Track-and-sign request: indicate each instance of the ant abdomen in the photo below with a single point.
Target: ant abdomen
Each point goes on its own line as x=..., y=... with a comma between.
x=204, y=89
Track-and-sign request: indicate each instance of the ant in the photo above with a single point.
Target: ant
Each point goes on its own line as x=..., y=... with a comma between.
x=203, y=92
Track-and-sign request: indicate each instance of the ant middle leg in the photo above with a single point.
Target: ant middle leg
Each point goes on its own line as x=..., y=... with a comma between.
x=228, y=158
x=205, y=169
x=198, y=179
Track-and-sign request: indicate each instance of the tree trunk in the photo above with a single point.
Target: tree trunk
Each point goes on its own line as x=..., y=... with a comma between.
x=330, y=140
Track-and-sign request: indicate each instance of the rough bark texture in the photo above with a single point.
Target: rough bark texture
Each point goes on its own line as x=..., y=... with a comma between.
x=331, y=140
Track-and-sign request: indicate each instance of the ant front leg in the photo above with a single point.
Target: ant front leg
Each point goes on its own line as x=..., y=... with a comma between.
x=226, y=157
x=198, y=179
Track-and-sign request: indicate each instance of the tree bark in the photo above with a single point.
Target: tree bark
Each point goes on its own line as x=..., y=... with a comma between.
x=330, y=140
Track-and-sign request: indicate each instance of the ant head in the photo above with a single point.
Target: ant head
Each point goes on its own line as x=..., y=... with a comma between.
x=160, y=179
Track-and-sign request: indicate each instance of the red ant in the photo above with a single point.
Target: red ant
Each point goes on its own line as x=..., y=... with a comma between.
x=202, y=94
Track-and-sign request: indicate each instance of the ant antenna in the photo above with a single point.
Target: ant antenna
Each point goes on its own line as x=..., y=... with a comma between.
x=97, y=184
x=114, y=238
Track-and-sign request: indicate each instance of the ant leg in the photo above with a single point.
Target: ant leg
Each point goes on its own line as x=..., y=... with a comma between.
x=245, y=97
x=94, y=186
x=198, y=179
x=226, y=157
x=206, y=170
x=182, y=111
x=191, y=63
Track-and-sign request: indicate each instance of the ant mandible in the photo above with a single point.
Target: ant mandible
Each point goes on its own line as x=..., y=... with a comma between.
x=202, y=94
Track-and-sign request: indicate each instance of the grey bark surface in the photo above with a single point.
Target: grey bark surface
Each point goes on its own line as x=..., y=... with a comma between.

Written task> Lay out every line of the records above as a Markdown table with two columns, Row and Line: number each row in order, put the line's text beside it, and omit any blank lines.

Task output>
| Row | Line |
|---|---|
| 1 | Track-and-sign request: indicate each instance of the ant abdomen in the photo below with a single point. |
| 2 | Target: ant abdomen |
| 3 | Each point goes on its own line as x=..., y=... with a comma between. |
| 4 | x=204, y=89 |
| 5 | Track-and-sign request: indicate each instance of the ant in the photo above with a single point. |
| 6 | Target: ant |
| 7 | Each point goes on its own line as x=..., y=... with a comma between. |
| 8 | x=203, y=92 |
| 9 | Track-and-sign request: indicate each instance of the ant middle leg in the photo above with a single point. |
| 10 | Target: ant middle leg |
| 11 | Each point goes on its own line as x=..., y=... with a comma between. |
| 12 | x=228, y=158 |
| 13 | x=205, y=169 |
| 14 | x=198, y=179 |
| 15 | Track-and-sign request: indicate each instance of the tree trunk in the photo above with a single point. |
| 16 | Target: tree trunk |
| 17 | Each point goes on its own line as x=..., y=... with a comma between. |
| 18 | x=330, y=140 |
| 19 | Track-and-sign request: indicate each instance of the rough bark texture in the photo above with a single point. |
| 20 | Target: rough bark texture |
| 21 | Each point goes on its own line as x=..., y=... with a comma between. |
| 22 | x=331, y=140 |
| 23 | Track-and-sign request: indicate each instance of the ant front leg in the photo above with a single point. |
| 24 | Target: ant front leg |
| 25 | Each point goes on its own line as x=..., y=... with a comma between. |
| 26 | x=226, y=157 |
| 27 | x=198, y=179 |
| 28 | Track-and-sign request: indicate each instance of the tree bark in the photo above with a single point. |
| 29 | Target: tree bark |
| 30 | Each point goes on its own line as x=..., y=... with a comma between. |
| 31 | x=330, y=140 |
| 32 | Track-and-sign request: indicate each instance of the ant head in the photo above with a single point. |
| 33 | Target: ant head |
| 34 | Each point goes on its own line as x=..., y=... with a comma between. |
| 35 | x=160, y=179 |
| 36 | Track-and-sign request: indicate each instance of the red ant in the photo above with a single point. |
| 37 | Target: red ant |
| 38 | Each point goes on its own line as x=..., y=... with a comma between. |
| 39 | x=202, y=94 |
| 40 | Track-and-sign request: indicate each instance of the ant antenna in the photo above with a single point. |
| 41 | Target: ant antenna |
| 42 | Each point goes on its own line as x=..., y=... with a comma between. |
| 43 | x=97, y=184 |
| 44 | x=114, y=238 |
| 45 | Track-and-sign request: indicate each instance of the ant leg in the photo above with a single point. |
| 46 | Target: ant leg |
| 47 | Each point goes on its own line as x=..., y=... with a comma between. |
| 48 | x=245, y=97 |
| 49 | x=94, y=186 |
| 50 | x=198, y=179 |
| 51 | x=226, y=157 |
| 52 | x=206, y=170 |
| 53 | x=182, y=111 |
| 54 | x=191, y=63 |
| 55 | Track-and-sign request: indicate each instance of the ant mandible in the photo above with a single point. |
| 56 | Target: ant mandible |
| 57 | Each point goes on its own line as x=..., y=... with a comma between. |
| 58 | x=202, y=94 |
| 59 | Track-and-sign request: indicate each instance of the grey bark surface in the photo above with a single point. |
| 60 | Target: grey bark surface |
| 61 | Each point goes on its own line as x=..., y=... with a comma between. |